-- start PASSAGE SHOWN --

Domestic Assault | Domestic Criminal Charges

We are writing today to layout and hopefully explain in a straight forward and easily understood manner the laws with respect to domestic assault and related domestic charges.

The following list is composed of the most common charges arising out of a domestic relationship.

  1. Domestic Assault (simple assault);
  2. Assault cause bodily harm;
  3. Assault with a weapon;
  4. Aggravated assault;
  5. Forcible confinement;
  6. Mischief; 
  7. Threating bodily harm;
  8. Threatening death;
  9. Sexual assault.

There are other charges that can fall under the domestic violence but they will be discussed in a later article. 

In almost all cases involving domestic issues whether an assault or as minor as mischief to property (as in throwing a cell phone) the person charged is placed on an order (either through a formal bail hearing or an undertaking provided at the police station) containing the following.

  1. No communication or contact with the complainant (sometimes with exceptions such as “through a mutually agreed 3rd party for the purpose of access to children” or pursuant to a Family Court Order.

-- end PASSAGE SHOWN --

GOAL>
Reproduce the domestic assault passage word for word, starting at the words "The following list" and stopping after "9. Sexual assault.".

-- start EXTRACTED DATA --

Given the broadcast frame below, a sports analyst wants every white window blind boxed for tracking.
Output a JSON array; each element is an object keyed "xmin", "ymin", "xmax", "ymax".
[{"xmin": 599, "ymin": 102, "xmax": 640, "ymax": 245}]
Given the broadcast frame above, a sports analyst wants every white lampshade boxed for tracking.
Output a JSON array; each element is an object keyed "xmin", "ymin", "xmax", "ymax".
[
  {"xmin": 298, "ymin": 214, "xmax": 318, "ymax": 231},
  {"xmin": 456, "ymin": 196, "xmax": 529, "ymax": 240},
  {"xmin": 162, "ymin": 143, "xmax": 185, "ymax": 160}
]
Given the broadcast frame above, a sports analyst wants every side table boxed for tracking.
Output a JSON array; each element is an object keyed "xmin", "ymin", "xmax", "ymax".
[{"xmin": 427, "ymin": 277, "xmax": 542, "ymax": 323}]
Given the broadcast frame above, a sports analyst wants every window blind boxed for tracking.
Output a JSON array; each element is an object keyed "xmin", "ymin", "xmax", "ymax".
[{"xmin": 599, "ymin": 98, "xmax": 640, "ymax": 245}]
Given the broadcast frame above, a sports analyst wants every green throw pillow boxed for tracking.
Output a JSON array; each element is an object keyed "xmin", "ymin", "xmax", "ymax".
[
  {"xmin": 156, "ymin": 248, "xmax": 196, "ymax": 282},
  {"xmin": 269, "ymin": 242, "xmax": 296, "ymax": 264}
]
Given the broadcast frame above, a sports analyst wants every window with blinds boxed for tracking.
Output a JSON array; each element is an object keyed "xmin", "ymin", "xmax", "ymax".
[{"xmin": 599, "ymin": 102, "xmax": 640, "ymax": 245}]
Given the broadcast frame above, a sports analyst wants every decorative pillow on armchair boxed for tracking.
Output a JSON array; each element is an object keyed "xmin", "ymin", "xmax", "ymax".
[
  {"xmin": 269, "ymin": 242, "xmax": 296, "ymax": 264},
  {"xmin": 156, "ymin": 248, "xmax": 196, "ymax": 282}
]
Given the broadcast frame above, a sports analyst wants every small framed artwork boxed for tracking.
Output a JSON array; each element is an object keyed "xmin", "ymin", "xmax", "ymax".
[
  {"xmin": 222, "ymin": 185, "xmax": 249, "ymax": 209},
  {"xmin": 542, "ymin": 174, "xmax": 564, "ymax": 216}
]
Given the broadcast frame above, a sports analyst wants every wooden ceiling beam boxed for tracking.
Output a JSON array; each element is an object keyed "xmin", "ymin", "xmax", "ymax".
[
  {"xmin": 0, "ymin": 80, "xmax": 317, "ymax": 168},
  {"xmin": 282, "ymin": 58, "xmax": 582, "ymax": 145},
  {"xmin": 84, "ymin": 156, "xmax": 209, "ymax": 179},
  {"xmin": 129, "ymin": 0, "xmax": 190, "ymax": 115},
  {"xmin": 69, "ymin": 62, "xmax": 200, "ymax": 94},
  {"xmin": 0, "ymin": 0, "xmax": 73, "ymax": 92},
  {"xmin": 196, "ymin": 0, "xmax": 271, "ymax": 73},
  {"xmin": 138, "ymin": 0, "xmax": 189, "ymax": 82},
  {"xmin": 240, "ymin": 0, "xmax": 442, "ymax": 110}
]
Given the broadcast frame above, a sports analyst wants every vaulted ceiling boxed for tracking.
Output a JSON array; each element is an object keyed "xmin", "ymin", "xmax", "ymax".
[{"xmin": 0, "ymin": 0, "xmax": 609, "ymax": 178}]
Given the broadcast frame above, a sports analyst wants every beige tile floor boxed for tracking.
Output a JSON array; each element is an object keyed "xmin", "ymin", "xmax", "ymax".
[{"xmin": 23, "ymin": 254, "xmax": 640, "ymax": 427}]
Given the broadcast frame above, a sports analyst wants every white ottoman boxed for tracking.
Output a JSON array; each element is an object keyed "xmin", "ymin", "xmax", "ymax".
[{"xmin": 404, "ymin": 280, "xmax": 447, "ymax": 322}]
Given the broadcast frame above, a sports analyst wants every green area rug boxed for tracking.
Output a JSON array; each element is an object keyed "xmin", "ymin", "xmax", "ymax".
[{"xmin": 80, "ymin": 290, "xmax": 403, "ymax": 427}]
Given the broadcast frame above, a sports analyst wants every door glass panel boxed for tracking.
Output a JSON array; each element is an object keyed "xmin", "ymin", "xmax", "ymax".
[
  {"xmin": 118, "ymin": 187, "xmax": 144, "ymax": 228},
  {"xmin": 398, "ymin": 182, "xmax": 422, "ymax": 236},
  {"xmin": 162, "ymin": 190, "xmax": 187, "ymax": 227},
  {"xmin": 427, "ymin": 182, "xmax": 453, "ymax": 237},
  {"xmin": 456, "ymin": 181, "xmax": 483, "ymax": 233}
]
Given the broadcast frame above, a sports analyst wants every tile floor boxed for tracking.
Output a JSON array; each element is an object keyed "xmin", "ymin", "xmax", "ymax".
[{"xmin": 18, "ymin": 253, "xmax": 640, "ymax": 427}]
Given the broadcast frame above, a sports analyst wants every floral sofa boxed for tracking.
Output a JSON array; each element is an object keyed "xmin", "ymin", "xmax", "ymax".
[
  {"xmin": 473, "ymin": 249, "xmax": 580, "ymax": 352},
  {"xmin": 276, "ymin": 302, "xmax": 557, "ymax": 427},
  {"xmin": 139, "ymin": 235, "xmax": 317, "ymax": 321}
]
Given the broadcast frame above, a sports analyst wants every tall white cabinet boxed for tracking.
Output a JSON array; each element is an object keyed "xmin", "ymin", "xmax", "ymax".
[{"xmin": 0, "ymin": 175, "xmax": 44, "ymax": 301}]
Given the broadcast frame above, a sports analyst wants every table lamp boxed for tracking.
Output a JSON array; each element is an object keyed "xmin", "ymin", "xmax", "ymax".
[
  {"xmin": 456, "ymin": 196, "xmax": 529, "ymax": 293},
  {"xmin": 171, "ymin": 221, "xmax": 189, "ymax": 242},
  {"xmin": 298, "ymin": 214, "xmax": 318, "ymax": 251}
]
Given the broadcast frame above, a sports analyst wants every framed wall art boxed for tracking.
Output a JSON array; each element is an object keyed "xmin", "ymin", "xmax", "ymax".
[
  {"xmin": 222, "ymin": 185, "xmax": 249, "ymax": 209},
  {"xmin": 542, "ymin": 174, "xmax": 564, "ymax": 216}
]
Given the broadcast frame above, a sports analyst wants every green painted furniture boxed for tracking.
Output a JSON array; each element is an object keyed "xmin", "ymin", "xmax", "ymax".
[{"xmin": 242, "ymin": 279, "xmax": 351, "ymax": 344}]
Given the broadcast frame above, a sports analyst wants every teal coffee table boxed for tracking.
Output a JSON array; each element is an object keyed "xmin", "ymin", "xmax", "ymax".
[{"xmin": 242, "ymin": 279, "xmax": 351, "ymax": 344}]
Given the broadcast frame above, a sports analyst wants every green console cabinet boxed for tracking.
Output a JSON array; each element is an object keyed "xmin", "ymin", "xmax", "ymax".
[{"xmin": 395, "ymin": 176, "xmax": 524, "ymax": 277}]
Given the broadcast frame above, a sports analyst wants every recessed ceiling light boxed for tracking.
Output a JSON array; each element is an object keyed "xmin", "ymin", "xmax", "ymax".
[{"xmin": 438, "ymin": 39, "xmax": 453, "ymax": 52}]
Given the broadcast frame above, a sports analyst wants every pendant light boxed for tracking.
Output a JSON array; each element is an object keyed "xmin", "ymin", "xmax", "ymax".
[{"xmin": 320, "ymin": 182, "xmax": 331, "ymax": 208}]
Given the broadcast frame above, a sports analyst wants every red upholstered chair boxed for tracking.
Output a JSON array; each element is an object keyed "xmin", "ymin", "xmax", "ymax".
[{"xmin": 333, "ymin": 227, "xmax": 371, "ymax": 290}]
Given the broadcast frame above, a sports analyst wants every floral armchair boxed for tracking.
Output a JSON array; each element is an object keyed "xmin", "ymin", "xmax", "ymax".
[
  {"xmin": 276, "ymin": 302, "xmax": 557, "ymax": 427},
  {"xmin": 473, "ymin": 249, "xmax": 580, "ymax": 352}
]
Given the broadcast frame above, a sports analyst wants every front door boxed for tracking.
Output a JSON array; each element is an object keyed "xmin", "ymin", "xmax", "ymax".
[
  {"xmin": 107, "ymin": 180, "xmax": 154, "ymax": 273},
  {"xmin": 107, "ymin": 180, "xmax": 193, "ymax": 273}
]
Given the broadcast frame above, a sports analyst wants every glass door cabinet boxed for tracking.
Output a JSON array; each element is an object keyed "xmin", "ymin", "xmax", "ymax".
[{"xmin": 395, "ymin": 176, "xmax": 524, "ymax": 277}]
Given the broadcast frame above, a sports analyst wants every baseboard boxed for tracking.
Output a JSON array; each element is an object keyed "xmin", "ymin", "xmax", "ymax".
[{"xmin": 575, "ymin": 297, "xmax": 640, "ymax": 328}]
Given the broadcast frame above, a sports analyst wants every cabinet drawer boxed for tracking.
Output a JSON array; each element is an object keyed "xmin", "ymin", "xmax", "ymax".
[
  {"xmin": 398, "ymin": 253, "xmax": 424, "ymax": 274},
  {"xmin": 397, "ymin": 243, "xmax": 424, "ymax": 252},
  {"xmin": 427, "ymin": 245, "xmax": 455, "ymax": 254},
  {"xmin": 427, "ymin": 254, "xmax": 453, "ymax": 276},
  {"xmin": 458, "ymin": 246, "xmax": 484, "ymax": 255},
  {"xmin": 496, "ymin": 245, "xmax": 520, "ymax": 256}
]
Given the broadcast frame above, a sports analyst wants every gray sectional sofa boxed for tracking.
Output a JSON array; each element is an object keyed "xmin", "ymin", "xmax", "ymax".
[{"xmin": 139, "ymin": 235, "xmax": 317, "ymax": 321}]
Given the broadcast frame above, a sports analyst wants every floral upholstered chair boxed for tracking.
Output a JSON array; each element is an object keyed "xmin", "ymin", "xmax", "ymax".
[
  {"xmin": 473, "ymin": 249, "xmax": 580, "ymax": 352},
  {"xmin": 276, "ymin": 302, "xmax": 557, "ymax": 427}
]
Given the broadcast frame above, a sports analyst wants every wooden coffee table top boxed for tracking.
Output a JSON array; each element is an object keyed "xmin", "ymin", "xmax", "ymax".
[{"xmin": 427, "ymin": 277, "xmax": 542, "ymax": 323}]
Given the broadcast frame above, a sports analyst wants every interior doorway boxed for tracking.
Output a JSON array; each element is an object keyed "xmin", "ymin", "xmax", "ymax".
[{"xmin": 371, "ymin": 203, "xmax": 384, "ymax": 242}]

-- end EXTRACTED DATA --

EXPECTED OUTPUT>
The following list is composed of the most common charges arising out of a domestic relationship.

  1. Domestic Assault (simple assault);
  2. Assault cause bodily harm;
  3. Assault with a weapon;
  4. Aggravated assault;
  5. Forcible confinement;
  6. Mischief; 
  7. Threating bodily harm;
  8. Threatening death;
  9. Sexual assault.